___ PROVIDED TEXT ___

The defense attorney for a man convicted of third-degree murder following a second trial argued Wednesday that the conviction should be thrown out because the prosecution either purposely caused a mistrial or was reckless in its preparation of the case.
Carlos Harris, 28, of Arlington, was found guilty following his second bench trial before Allegheny County Common Pleas Judge Thomas E. Flaherty in 2018.
Police said Harris killed Daren Scott, 25, of Munhall on Aug. 24, 2015, as Scott drove in Homestead.
The conviction came after Harris’ first trial in the case ended in a mistrial — at the request of then-defense attorney Owen Seman — when Deputy District Attorney Chris Avetta produced hundreds of pages of phone records from Harris’ phone that had never previously been turned over to the defense.
During that first trial, additional evidence was also turned over that had never been tested, including a gunshot residue kit obtained from a witness; bullet fragments found in the victim’s vehicle; and DNA taken from a towel and T-shirt found wrapped around the alleged murder weapon.

___ DATA EXCERPTS ___

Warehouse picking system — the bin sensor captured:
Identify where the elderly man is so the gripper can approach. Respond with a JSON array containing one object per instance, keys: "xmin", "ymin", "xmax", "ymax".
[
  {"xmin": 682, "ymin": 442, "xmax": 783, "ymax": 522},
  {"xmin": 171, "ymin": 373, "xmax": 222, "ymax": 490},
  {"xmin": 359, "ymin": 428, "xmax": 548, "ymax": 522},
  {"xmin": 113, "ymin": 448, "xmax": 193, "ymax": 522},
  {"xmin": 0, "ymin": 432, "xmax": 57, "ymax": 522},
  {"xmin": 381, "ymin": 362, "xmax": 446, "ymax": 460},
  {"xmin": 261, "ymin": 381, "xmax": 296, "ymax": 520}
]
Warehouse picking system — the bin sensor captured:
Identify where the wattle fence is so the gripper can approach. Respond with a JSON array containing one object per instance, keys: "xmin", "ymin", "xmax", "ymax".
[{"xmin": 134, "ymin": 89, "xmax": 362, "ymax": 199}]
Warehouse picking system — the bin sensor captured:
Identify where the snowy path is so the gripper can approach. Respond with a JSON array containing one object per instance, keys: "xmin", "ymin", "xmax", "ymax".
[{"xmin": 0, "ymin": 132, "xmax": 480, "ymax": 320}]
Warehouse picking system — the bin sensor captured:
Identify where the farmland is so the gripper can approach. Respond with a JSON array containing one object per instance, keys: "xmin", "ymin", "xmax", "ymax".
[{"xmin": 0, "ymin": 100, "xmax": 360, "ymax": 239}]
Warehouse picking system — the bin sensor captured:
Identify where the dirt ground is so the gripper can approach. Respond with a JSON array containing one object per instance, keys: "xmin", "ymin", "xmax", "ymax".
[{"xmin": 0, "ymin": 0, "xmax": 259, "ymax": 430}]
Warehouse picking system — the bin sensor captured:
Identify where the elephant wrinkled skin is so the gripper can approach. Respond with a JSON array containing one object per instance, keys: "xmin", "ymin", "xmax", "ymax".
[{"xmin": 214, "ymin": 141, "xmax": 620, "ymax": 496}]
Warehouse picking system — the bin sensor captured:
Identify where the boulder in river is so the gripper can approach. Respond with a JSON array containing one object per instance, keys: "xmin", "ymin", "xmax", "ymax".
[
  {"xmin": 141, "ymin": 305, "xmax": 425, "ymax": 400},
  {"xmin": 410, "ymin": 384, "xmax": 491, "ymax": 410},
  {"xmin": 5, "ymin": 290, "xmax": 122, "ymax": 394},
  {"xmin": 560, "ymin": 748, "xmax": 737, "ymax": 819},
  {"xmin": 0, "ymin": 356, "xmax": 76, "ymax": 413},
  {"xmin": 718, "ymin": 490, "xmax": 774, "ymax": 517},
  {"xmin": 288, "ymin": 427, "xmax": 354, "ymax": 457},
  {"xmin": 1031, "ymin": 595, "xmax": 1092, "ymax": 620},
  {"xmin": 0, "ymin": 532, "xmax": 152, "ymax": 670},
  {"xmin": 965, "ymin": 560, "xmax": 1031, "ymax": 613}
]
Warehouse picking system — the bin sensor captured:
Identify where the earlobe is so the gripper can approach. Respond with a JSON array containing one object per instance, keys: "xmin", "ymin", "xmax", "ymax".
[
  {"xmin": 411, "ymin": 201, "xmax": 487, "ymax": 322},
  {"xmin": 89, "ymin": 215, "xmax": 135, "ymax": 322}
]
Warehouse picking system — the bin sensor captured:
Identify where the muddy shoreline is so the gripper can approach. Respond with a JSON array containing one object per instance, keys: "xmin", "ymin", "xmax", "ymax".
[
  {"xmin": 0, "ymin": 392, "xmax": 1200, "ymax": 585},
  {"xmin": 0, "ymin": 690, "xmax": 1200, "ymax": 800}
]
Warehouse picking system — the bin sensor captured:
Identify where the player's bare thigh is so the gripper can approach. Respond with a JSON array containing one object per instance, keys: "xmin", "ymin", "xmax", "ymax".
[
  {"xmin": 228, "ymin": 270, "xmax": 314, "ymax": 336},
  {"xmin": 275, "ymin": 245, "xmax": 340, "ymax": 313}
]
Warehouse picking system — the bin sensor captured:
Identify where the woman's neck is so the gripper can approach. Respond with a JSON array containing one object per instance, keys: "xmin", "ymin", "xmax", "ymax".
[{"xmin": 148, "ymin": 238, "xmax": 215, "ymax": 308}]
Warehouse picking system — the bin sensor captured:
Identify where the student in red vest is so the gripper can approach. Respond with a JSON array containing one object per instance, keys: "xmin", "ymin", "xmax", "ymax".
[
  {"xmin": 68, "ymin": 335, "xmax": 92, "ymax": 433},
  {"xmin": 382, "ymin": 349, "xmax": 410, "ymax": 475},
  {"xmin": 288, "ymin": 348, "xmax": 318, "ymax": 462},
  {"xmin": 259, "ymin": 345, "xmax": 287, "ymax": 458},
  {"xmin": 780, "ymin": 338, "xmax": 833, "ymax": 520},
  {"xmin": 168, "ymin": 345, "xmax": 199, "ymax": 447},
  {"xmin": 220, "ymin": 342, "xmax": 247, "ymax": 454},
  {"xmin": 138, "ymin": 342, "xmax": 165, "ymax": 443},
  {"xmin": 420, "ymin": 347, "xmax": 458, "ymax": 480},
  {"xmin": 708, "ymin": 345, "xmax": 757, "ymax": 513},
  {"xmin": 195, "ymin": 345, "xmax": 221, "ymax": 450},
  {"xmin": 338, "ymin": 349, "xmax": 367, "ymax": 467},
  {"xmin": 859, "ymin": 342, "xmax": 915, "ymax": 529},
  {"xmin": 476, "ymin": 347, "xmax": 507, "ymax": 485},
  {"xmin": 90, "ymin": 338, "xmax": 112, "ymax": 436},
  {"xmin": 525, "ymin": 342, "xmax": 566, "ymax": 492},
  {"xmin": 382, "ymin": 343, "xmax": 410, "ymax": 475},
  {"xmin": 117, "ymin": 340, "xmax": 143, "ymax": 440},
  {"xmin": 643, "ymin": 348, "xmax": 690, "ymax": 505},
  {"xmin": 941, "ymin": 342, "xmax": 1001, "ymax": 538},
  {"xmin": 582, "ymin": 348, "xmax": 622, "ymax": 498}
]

___

→ **WORK INSTRUCTIONS**
1) In the article about Carlos Harris's murder conviction, who requested the mistrial in Harris's first trial?
2) Extend the news article about Carlos Harris's murder conviction by writing the paragraphs that follow its final sentence.

→ **EXPECTED RESULTS**
1) Then-defense attorney Owen Seman requested the mistrial.

2)
After the mistrial, Seman filed a motion to ban a retrial arguing that it was a violation of double jeopardy rules that prohibit a person from being prosecuted twice for the same crime.
Flaherty denied the defense motion, and following the retrial found Harris guilty.
He ordered him to serve 27 to 34 years in prison.
However, Harris appealed, arguing that Avetta purposely provoked the mistrial to have additional time to get those evidentiary items tested and use the results to strengthen his case.
In 2020, the state Superior Court remanded the case to Flaherty for an evidentiary hearing on the matter.
On Wednesday, Avetta, who supervises the DA’s office’s operations in Pittsburgh City Court and at area magistrate court offices, was the only witness called to testify.
Flaherty said he would take the issue under advisement and rule at a later date.
During the hearing, Avetta said that he prepared for the Harris trial similarly to other cases and met with lead investigators prior to trial, asking them if there was any other additional evidence.
“I was informed everything we had was in the homicide binder,” Avetta said. “They said that was all they had.”
But in the course of trial, Avetta learned from detectives about the evidence that had gone untested, as well as the records from Harris’ phone.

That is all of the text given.